** START OF Data supplied **

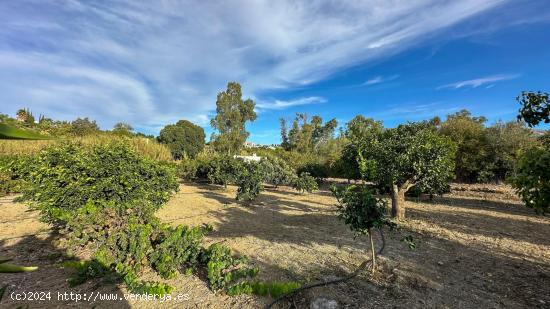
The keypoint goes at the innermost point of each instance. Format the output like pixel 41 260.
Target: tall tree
pixel 284 135
pixel 469 133
pixel 232 113
pixel 306 136
pixel 531 177
pixel 535 107
pixel 183 138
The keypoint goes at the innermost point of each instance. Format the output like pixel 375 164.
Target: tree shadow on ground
pixel 441 272
pixel 50 277
pixel 484 204
pixel 485 225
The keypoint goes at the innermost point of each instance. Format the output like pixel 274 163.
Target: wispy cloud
pixel 379 79
pixel 152 62
pixel 282 104
pixel 474 83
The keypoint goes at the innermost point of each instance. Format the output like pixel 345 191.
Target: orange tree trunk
pixel 398 202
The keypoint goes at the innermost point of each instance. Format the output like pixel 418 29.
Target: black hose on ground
pixel 359 269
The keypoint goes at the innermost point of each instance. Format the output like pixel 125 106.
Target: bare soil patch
pixel 476 248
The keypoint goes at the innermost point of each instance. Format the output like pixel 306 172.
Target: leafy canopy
pixel 535 107
pixel 232 113
pixel 408 155
pixel 183 138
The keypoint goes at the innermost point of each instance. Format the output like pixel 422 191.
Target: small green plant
pixel 225 269
pixel 85 270
pixel 223 170
pixel 531 179
pixel 249 181
pixel 305 183
pixel 362 212
pixel 187 169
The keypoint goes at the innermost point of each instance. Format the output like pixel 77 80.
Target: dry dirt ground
pixel 477 247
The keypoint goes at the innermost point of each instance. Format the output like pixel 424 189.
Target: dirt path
pixel 475 249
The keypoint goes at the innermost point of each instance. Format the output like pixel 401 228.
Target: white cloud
pixel 152 62
pixel 282 104
pixel 379 79
pixel 474 83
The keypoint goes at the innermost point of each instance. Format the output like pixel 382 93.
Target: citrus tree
pixel 409 155
pixel 362 212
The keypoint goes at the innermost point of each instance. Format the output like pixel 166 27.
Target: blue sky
pixel 151 63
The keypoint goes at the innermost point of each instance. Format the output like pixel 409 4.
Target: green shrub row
pixel 104 198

** END OF Data supplied **

▶ [What is being asked]: Replace "keypoint" with "marker" in the data from the line with "pixel 274 163." up to and including the line with "pixel 476 248", and give only those lines with nothing else changed.

▶ [The output]:
The marker goes at the innermost point of each instance. Format the output like pixel 274 163.
Target: wispy cloud
pixel 379 79
pixel 152 62
pixel 282 104
pixel 474 83
The marker goes at the innermost point of each instance. Format the output like pixel 345 191.
Target: orange tree trunk
pixel 398 202
The marker goes at the innermost point of each instance. Format the output like pixel 418 29.
Target: black hose on ground
pixel 359 269
The marker goes at the innermost point of each instance. Format the output like pixel 125 106.
Target: bare soil patch
pixel 476 248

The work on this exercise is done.